No puedo decir con certeza que sus vivencias en Estados Unidos le hayan hecho desarrollar el cuadro de estrés conocido como el Síndrome de Ulises. Lo que yo sentía cuando hablábamos era su tristeza, su depresión, su inadaptabilidad, las complejidades de quien emigra y no se siente entendido porque ni él mismo es capaz de comprenderse.
Pero eso lo sentía yo, no lo sentía nadie más. Para el resto seguía siendo el muchacho sonriente y siempre feliz. Yo era una especie de saco de boxeo, para ser benévola conmigo misma, donde él podía arrojar toda la miseria a puñetazos y regresar al otro día. Seguí haciendo todo lo posible por ser necesitada en mi afán de protegerlo y estar algún día junto a él. Fui más la madre que la esposa. Cuando analizas la codependencia emocional, quien es codependiente necesita a alguien con problemas de afecto o psicológicos para sentirse realizado y hacer su labor de salvador y yo había encontrado al hombre perfecto para eso.
Lejos estaba de concientizar que yo “necesitaba ser necesitada”, por enrevesado que parezca. Nuestra unión se basaba en su debilidad y en mi condición de protectora. Yo tenía una carencia y la calmaba a expensas de mi propia salud y felicidad.
No tenía tiempo, mi tiempo era para resolver sus problemas, para hablar por él, para justificarlo ante amigos y familia, para revisar sus libros de cuentos, para estar ahí siempre disponible. De la mujer altanera y desenfadada que le cautivó no quedaba mucho. Yo era la “mujer perfecta” que muchos ansían tener pero que termina por ser insulsa y desechable.

> **Entradas**:
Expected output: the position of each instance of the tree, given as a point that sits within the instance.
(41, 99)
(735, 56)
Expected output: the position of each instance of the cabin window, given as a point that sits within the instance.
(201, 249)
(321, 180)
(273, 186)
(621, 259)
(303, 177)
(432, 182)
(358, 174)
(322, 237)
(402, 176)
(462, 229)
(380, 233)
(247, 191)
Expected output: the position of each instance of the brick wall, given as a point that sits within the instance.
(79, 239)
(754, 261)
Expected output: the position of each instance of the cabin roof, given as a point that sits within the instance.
...
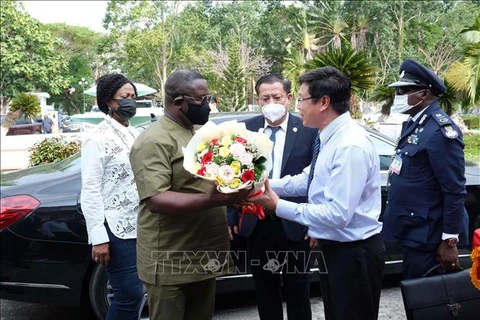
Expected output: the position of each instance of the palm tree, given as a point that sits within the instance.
* * *
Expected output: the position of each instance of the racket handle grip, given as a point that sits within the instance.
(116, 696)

> **Enunciado**: Transcribe sin cambios el fragmento del relato sobre la codependencia que empieza con las palabras que contienen "No tenía tiempo, mi" y termina con "insulsa y desechable.". Las entradas no hacen falta aquí.

> **Solución**:
No tenía tiempo, mi tiempo era para resolver sus problemas, para hablar por él, para justificarlo ante amigos y familia, para revisar sus libros de cuentos, para estar ahí siempre disponible. De la mujer altanera y desenfadada que le cautivó no quedaba mucho. Yo era la “mujer perfecta” que muchos ansían tener pero que termina por ser insulsa y desechable.